▶ **Written problem**:
State how many lines of the material below contain the string "grass". Reply with the number alone.

▶ **Data provided**:
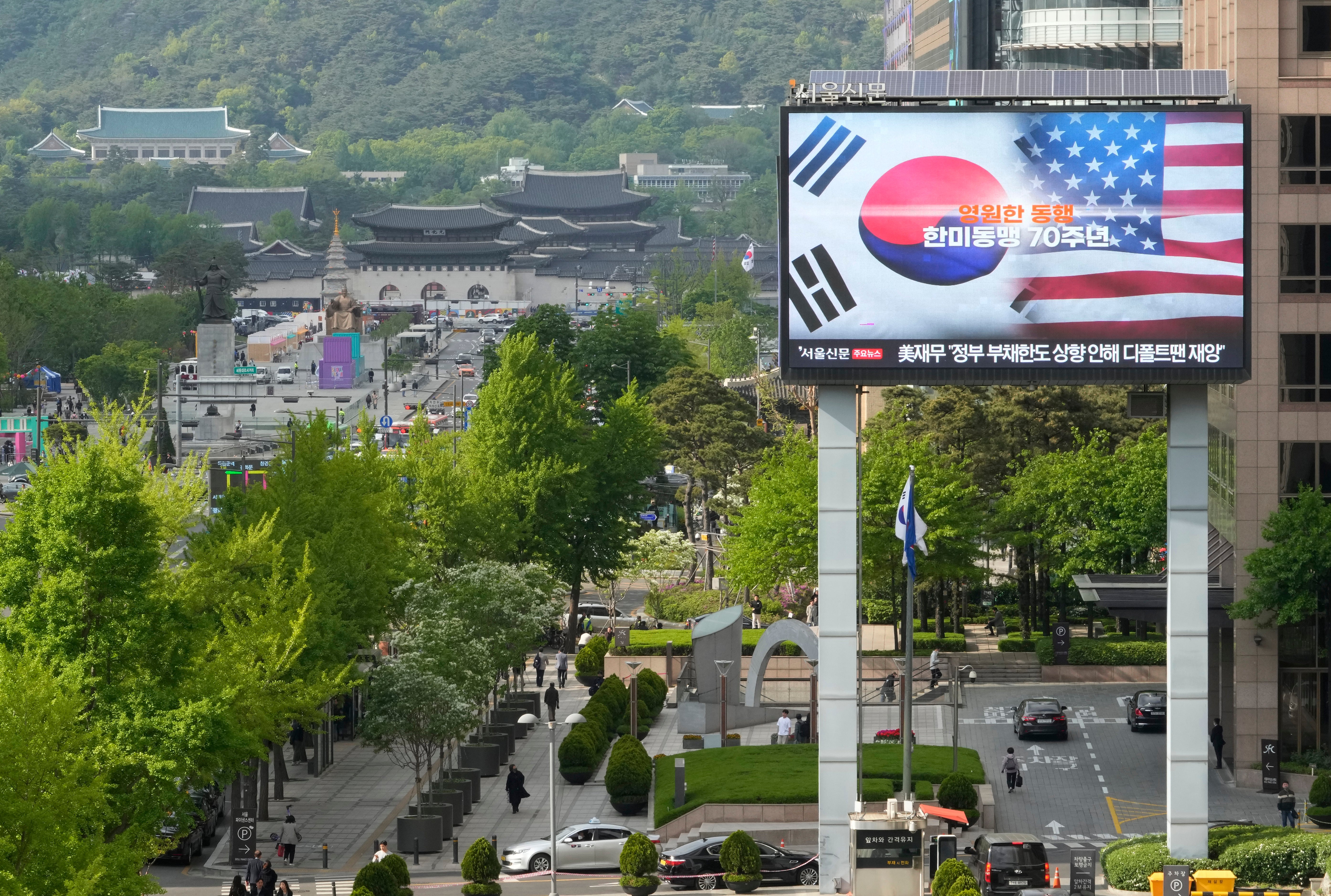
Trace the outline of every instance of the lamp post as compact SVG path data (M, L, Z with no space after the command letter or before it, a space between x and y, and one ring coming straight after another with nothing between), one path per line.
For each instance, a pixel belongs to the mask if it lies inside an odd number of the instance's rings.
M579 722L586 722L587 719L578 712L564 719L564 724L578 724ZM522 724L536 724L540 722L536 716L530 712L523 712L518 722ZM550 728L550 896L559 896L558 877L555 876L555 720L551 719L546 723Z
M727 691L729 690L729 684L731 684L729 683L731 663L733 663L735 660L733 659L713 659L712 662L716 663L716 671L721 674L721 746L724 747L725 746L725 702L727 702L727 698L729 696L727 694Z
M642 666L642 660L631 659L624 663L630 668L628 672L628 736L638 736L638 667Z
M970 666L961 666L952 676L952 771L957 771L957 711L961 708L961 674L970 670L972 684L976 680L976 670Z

--

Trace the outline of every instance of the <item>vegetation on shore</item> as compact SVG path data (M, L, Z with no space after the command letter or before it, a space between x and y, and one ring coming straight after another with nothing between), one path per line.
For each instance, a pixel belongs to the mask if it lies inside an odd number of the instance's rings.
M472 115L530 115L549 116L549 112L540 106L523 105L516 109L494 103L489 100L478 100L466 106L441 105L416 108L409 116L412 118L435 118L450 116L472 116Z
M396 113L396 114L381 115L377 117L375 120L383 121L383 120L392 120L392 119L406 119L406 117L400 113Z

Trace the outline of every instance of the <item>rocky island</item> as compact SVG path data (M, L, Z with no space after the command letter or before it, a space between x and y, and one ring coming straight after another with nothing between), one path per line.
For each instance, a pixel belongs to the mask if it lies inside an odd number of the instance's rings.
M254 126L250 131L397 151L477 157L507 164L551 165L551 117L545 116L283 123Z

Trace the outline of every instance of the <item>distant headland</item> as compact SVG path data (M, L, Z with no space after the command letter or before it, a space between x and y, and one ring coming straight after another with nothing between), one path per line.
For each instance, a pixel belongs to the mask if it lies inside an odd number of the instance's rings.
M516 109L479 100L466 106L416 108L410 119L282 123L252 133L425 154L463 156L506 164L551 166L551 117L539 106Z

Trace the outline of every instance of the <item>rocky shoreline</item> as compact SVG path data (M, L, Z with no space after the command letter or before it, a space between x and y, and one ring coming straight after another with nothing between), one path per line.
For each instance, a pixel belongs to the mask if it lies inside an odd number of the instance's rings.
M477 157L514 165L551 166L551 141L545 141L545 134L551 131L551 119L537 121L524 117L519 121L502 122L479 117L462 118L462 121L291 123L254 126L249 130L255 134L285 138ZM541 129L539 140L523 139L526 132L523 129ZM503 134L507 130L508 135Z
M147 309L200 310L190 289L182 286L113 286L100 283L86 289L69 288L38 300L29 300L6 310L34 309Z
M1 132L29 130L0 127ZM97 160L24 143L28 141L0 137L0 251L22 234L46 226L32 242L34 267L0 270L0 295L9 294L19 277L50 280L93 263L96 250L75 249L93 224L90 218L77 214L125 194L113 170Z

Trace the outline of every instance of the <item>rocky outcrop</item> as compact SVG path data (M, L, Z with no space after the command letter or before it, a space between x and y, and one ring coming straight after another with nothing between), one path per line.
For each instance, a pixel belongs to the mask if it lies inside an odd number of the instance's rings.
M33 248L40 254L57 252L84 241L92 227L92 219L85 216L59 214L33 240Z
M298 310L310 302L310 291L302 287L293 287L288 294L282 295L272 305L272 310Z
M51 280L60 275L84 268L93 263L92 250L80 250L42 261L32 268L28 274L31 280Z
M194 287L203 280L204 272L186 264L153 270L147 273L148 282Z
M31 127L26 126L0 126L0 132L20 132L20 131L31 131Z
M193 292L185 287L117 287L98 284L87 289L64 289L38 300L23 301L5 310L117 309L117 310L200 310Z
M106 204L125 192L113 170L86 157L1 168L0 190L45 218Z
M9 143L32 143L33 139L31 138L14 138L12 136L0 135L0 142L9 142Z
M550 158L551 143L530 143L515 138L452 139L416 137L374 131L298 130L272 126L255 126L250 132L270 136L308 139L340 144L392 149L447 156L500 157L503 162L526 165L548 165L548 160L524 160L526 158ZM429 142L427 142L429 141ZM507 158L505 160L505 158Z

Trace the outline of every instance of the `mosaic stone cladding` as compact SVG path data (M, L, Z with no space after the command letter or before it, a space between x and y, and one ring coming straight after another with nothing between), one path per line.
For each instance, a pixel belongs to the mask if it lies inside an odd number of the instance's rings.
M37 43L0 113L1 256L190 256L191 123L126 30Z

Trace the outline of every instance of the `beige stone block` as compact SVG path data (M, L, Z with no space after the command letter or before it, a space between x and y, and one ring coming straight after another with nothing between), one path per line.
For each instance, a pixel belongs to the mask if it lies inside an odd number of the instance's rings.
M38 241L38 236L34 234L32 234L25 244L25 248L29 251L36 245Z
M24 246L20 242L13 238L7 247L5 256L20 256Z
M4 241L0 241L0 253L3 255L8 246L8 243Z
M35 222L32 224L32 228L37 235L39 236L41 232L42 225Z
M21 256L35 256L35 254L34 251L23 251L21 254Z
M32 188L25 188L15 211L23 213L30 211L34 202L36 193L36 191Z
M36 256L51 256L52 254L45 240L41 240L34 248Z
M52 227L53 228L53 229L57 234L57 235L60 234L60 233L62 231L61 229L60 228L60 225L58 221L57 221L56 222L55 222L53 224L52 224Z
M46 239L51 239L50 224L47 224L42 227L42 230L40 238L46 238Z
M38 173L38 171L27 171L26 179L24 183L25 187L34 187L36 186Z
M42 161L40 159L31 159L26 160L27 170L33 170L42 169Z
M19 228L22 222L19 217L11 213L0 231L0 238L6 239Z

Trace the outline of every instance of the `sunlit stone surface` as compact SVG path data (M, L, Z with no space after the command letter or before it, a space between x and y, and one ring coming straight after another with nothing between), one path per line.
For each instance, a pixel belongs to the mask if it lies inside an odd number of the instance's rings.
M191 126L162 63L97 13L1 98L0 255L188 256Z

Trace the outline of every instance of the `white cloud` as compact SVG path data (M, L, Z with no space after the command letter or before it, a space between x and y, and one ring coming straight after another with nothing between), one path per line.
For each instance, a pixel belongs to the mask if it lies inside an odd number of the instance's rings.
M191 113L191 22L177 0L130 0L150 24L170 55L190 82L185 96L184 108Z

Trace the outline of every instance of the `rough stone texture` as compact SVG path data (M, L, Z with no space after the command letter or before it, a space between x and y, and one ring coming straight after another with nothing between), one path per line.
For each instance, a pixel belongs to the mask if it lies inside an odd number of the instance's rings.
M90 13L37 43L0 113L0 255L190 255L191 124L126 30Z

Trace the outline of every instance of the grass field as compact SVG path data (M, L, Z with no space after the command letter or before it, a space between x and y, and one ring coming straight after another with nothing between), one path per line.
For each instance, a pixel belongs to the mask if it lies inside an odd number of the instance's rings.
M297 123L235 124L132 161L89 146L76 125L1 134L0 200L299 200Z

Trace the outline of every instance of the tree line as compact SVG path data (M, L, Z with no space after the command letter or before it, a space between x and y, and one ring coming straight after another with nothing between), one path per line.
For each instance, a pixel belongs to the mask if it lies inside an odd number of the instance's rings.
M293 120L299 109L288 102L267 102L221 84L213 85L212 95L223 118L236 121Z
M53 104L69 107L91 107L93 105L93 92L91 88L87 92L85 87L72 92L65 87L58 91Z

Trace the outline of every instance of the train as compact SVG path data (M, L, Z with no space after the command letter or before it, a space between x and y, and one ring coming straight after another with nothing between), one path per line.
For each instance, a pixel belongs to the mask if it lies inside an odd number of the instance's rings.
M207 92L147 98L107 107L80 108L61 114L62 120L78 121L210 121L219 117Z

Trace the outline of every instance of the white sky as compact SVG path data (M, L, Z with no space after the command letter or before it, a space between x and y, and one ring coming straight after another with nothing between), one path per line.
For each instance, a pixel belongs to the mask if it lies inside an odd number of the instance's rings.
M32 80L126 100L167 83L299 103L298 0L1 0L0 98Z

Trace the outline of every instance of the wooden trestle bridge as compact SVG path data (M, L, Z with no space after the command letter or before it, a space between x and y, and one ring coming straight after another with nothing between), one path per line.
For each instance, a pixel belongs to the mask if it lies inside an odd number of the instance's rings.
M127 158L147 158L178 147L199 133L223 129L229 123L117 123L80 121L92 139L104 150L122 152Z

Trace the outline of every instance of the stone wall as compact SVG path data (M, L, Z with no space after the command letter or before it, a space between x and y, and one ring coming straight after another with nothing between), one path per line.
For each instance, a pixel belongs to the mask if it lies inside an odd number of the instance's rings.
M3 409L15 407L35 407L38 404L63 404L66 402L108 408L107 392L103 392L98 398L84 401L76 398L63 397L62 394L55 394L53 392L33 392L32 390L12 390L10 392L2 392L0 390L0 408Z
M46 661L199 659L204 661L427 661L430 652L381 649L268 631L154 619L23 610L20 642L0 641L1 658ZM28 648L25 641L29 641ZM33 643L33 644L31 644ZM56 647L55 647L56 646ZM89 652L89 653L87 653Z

* * *

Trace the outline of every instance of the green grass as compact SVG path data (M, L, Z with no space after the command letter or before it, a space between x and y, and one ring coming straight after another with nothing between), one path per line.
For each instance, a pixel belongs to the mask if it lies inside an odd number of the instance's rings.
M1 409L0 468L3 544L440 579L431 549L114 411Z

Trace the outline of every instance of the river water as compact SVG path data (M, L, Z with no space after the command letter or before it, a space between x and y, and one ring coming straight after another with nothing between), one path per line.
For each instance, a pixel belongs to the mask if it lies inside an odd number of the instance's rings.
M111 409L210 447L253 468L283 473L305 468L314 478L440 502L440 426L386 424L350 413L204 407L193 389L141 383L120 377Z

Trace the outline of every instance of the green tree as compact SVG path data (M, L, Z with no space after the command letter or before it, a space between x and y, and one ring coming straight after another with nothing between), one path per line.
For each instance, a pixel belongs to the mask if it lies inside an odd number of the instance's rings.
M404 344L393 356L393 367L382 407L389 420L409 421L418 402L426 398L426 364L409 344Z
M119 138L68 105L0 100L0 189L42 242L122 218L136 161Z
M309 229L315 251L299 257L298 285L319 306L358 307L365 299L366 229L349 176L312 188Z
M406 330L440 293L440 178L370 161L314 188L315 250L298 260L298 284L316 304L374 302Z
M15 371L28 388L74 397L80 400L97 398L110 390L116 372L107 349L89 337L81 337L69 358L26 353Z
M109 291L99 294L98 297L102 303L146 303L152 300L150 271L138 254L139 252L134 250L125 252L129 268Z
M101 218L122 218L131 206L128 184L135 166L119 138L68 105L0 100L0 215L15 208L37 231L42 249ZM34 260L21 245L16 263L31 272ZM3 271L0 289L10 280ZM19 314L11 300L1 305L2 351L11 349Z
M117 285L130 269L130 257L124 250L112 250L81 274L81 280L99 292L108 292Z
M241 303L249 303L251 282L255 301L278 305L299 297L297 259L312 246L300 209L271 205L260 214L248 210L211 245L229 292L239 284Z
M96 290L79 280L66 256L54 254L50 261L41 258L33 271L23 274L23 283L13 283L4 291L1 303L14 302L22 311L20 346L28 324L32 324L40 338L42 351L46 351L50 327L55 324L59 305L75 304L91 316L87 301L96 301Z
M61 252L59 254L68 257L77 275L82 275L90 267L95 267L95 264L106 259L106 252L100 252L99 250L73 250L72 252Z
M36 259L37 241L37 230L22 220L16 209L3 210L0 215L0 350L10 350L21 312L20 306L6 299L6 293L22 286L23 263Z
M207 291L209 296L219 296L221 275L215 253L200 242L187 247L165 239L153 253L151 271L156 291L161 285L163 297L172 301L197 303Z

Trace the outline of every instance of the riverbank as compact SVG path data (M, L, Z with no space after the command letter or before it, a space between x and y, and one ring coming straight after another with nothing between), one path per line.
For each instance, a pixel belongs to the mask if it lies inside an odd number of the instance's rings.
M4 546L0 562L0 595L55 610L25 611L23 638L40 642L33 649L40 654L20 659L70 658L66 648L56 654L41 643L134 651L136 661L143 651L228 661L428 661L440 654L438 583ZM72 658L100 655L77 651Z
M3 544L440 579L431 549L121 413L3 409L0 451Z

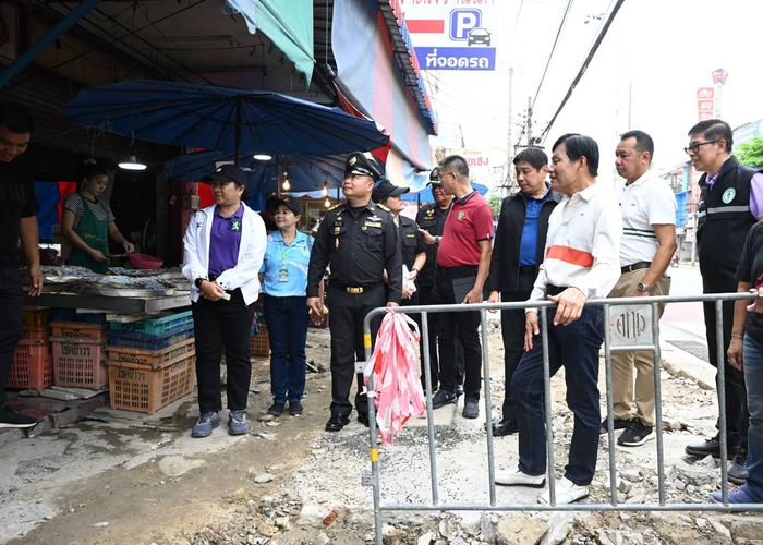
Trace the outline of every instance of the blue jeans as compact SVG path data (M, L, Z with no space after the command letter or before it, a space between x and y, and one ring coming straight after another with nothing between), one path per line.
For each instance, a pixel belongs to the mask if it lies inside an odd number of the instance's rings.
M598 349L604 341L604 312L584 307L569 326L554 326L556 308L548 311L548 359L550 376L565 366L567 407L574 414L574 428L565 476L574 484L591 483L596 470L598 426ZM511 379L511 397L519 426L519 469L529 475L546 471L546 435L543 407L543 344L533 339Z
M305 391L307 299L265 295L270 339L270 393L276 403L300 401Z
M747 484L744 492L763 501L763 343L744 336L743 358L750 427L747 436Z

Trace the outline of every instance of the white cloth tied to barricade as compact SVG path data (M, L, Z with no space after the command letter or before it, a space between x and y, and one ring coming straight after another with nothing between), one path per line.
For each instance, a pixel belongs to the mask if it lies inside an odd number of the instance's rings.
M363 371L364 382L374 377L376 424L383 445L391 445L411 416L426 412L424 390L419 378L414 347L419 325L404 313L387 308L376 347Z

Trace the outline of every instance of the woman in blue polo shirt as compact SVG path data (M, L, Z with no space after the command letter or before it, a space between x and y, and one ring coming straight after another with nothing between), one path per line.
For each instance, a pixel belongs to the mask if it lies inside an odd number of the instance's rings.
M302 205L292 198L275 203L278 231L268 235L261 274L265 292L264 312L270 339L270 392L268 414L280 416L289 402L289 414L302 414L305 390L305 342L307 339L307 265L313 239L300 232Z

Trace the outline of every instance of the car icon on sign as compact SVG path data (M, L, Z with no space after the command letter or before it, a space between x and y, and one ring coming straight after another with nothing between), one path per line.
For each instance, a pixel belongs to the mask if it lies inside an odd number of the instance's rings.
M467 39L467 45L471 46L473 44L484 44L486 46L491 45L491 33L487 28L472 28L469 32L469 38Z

▶ **Task result**:
2